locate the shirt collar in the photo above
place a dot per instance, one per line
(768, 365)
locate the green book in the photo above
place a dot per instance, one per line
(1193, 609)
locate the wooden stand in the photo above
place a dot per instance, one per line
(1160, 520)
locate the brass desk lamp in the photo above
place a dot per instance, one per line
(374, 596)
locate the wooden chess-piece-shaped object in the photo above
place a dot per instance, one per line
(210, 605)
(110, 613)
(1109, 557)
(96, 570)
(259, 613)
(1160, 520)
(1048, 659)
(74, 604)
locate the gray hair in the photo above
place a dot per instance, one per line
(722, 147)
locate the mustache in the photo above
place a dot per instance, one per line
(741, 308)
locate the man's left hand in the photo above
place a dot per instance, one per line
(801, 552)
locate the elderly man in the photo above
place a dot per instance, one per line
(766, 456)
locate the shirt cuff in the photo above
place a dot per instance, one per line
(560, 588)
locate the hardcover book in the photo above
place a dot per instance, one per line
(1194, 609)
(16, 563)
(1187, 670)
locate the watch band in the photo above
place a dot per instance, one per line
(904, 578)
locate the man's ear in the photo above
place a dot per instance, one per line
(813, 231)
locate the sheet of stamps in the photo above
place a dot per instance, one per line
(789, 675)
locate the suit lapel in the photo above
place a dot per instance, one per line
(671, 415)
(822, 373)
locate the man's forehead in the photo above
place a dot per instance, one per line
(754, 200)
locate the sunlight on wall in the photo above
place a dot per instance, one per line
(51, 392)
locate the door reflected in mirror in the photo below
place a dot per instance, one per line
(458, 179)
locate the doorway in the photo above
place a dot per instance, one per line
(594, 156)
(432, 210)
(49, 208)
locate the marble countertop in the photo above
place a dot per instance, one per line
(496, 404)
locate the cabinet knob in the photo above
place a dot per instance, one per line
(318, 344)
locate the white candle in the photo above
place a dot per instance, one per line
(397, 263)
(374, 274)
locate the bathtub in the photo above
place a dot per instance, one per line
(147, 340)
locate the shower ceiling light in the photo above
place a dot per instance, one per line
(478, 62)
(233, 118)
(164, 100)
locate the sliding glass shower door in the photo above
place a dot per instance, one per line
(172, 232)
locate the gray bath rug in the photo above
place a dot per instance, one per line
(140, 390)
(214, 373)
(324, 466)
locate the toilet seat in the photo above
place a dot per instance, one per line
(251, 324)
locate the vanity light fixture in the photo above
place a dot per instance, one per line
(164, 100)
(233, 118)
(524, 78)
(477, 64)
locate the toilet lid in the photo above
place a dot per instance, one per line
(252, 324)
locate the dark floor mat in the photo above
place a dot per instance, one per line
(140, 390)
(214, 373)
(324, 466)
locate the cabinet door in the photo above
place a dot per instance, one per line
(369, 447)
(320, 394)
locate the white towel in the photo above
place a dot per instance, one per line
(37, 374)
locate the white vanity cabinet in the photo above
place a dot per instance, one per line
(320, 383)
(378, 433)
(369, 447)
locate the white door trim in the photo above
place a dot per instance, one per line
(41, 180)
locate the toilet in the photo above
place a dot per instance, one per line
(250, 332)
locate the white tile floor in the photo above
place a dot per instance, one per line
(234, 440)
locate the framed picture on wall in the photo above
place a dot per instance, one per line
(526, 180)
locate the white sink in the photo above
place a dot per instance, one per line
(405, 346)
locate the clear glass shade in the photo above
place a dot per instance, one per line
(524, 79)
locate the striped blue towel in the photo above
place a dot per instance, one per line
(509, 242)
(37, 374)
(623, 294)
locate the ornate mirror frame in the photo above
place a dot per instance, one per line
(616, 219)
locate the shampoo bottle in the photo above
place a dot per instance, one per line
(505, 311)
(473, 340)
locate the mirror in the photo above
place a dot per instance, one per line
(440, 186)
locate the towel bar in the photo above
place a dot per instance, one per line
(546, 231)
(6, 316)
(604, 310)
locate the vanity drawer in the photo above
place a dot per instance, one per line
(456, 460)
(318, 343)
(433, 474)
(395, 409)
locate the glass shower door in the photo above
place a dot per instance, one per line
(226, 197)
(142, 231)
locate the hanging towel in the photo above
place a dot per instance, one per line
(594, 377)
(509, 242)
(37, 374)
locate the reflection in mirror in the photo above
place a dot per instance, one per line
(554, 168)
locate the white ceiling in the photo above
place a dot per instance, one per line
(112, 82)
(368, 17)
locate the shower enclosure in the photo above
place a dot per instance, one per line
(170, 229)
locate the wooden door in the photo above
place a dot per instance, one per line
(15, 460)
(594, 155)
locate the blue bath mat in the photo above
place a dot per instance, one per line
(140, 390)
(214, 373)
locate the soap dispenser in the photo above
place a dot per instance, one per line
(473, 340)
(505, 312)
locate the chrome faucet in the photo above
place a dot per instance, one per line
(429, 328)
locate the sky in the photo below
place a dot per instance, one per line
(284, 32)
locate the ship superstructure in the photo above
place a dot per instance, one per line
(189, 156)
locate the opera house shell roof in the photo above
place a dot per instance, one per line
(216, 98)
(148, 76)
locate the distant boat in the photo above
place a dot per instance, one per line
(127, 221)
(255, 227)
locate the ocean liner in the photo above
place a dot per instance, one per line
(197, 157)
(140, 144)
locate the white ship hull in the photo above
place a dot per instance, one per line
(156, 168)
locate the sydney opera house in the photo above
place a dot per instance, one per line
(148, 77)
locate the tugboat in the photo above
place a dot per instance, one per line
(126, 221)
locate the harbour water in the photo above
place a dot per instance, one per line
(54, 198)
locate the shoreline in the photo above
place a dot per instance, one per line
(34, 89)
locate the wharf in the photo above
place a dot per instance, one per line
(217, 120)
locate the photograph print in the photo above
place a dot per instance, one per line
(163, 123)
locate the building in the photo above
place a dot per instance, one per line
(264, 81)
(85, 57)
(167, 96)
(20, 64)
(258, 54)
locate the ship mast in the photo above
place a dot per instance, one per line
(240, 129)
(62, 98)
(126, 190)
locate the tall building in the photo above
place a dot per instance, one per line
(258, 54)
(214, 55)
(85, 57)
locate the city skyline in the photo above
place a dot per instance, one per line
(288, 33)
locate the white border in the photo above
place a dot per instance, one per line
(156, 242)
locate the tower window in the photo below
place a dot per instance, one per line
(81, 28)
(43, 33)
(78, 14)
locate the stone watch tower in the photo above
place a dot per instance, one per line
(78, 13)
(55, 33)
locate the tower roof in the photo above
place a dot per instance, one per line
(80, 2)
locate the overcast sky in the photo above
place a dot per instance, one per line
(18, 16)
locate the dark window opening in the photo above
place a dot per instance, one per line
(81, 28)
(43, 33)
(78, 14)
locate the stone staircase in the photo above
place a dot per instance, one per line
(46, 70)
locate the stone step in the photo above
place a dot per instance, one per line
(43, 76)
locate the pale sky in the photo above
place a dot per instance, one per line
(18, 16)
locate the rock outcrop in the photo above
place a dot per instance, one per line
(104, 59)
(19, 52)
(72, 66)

- _Your goal_: Repeat every line of the data, exactly and in full.

- _Solved problem_:
locate the shirt collar in the photo above
place a dot per instance, one per line
(768, 365)
locate the green book in the photo above
place a dot per instance, one per line
(1193, 609)
locate the wooden stand in the photo above
place a dot per instance, one per line
(1160, 520)
locate the brass desk lamp in the photo above
place a dot per instance, one per line
(374, 596)
locate the wooden chess-piece-shaped object in the photo above
place a dot per instance, one per line
(210, 605)
(110, 613)
(1109, 557)
(96, 570)
(259, 613)
(1160, 520)
(1048, 659)
(74, 604)
locate the gray hair in the photo above
place a dot per instance, one per line
(722, 147)
locate the mustache in the photo above
place a dot per instance, one per line
(741, 308)
locate the man's left hand in the photo above
place a dot per instance, one per line
(801, 552)
locate the elderly man in the photo above
place a dot per instance, one per line
(766, 456)
locate the shirt cuff in the photo above
place a dot per instance, one per line
(560, 588)
locate the hardcover book in the photo above
place a dot per instance, one per line
(1194, 609)
(16, 563)
(1187, 670)
locate the watch band in the photo above
place a dot per instance, one per line
(904, 578)
locate the man's ear in the photo above
place a dot per instance, one per line
(813, 231)
locate the sheet of stamps in the photo above
place a dot per instance, one per line
(789, 675)
locate the suit lapel in the photo above
place a dot per instance, one per line
(671, 415)
(822, 373)
locate the man's forehead in the photo above
place a dot per instance, one per line
(754, 200)
locate the sunlight on wall in the photo above
place a dot per instance, one per line
(51, 392)
locate the door reflected in mirror in the photo below
place a dot per instance, one per line
(458, 179)
locate the doorway in the photo above
place a dot per instance, one per line
(594, 156)
(432, 210)
(49, 208)
locate the marble countertop in the photo above
place a dot per instance, one per line
(496, 404)
locate the cabinet knob in the photo above
place a dot per instance, one per line
(318, 344)
locate the white candle in the photo above
place a dot per instance, one per line
(397, 263)
(374, 274)
locate the bathtub in the photo above
place a dot per instance, one per line
(147, 340)
locate the shower ceiling light in the photo above
place a dot per instance, one per line
(478, 62)
(233, 118)
(164, 100)
locate the sliding glass shower door in the photo above
place a dot per instance, one per line
(172, 232)
locate the gray bath rug in the photo above
place a dot per instance, one per line
(140, 390)
(214, 373)
(324, 466)
locate the toilet seat in the photo above
place a dot per instance, one per line
(251, 324)
locate the vanity light fixture in the photo above
place a dot per instance, one per line
(164, 100)
(233, 118)
(524, 78)
(477, 64)
locate the toilet lid in the photo above
place a dot per instance, one per line
(252, 324)
locate the dark floor mat in the photo above
place a dot per instance, one per line
(140, 390)
(214, 373)
(324, 466)
locate the cabinet door in the photo above
place a dot per instance, one per line
(369, 447)
(320, 394)
locate the white towel in the photo above
place a dot per instance, one per line
(37, 374)
locate the white vanity cabinet in the photo above
place a dot per instance, one per line
(320, 383)
(378, 433)
(369, 447)
locate the white door trim in the photo above
place a dot per instance, one per line
(41, 180)
locate the toilet in the photo above
place a dot per instance, one per line
(250, 332)
locate the white tile floor in the photo above
place a dot per instance, one per line
(234, 440)
locate the framed picture on wall in the photo above
place a dot per instance, one per line
(526, 180)
locate the white sink in the photo above
place a dot per instance, one per line
(405, 346)
locate the clear glass shade in the photo above
place a dot per instance, one per line
(524, 79)
locate the striped blue towel in the photo above
place a dot per instance, one per line
(509, 242)
(37, 374)
(623, 294)
locate the ornate mirror frame in the photo above
place a dot per instance, one per line
(616, 219)
locate the shampoo bottle in the photo above
place a dot per instance, one per line
(505, 311)
(473, 340)
locate the mirror in the photo above
place a dot per instance, one per line
(440, 186)
locate the towel bar in the photo above
place a dot per instance, one per line
(546, 231)
(6, 316)
(604, 310)
locate the vanity drawer in the photo above
place a dot per instance, one per line
(456, 460)
(318, 343)
(433, 474)
(395, 409)
locate the glass shower door in the photo above
place a dot per instance, one per line
(226, 197)
(142, 231)
locate the hanging towel in the photo above
place a dot per instance, one per line
(594, 377)
(509, 242)
(37, 374)
locate the reflection in mirror in the photo above
place a dot per instance, one per line
(554, 168)
locate the white ceiling in the photo above
place a dot per instance, one per line
(112, 82)
(368, 17)
locate the shower enclosure in the photo above
place a dot per instance, one per line
(170, 229)
locate the wooden door in the photo above
place a dot per instance, one per line
(15, 460)
(594, 155)
locate the blue bath mat in the photo above
place a dot per instance, one per line
(140, 390)
(214, 373)
locate the soap dispenser in the photo above
place a dot per instance, one per line
(473, 340)
(505, 312)
locate the chrome faucet in the photo above
place a dot per instance, one per line
(429, 328)
locate the sky in the photo below
place a dot per instance, one per line
(284, 32)
locate the ship superstructure in the photo above
place a dot per instance, one per line
(189, 156)
locate the opera house shell roof in the photo above
place a dot per instance, one per line
(216, 98)
(148, 76)
locate the distant boat in the photo above
place a dot per instance, one per line
(127, 221)
(255, 227)
locate the ocean liner in the photo above
place a dot per instance, one per line
(197, 157)
(140, 144)
locate the white ship hull in the photo above
place a dot per instance, one per line
(156, 168)
locate the sydney opera house in the photo above
place a dot per instance, one per line
(148, 77)
locate the tugboat in the photo above
place a dot per instance, one per line
(126, 221)
locate the harbour water in the photo above
place a dot per instance, one per line
(54, 198)
locate the shoreline in the photo above
place a dot per instance, one per line
(34, 89)
locate the wharf in the photo above
place a dot per instance, one per line
(217, 120)
locate the photograph print in the photo above
place a dot per instance, one per line
(163, 123)
locate the building in the photo above
place a dot per instance, one per line
(264, 81)
(85, 57)
(167, 96)
(20, 64)
(258, 54)
locate the ship mast in the photo above
place a dot per instance, one per line
(240, 129)
(62, 98)
(126, 190)
locate the tall building in the photo above
place a dot per instance, one per line
(258, 54)
(214, 55)
(85, 57)
locate the city skyline in the photo above
place a dot per instance, one per line
(288, 33)
locate the white border in the photo above
place a dot per instance, one per line
(156, 242)
locate the tower window in the photo below
place a dot per instance, one per line
(81, 28)
(43, 33)
(78, 14)
locate the stone watch tower in the photo above
place a dot per instance, one per line
(78, 13)
(55, 33)
locate the tower roof in the photo above
place a dot per instance, one per line
(80, 2)
locate the overcast sky in the photo above
place a dot per instance, one per line
(18, 16)
locate the dark window opening in the photo above
place a dot per instance, one per line
(81, 28)
(43, 33)
(78, 14)
locate the stone staircase in the photo above
place a dot per instance, one per line
(46, 70)
locate the stone step in the photo above
place a dot per instance, one per line
(43, 76)
locate the pale sky in the photo above
place a dot per instance, one per line
(18, 16)
locate the rock outcrop in the photo above
place a dot per instance, one per line
(104, 59)
(19, 52)
(72, 66)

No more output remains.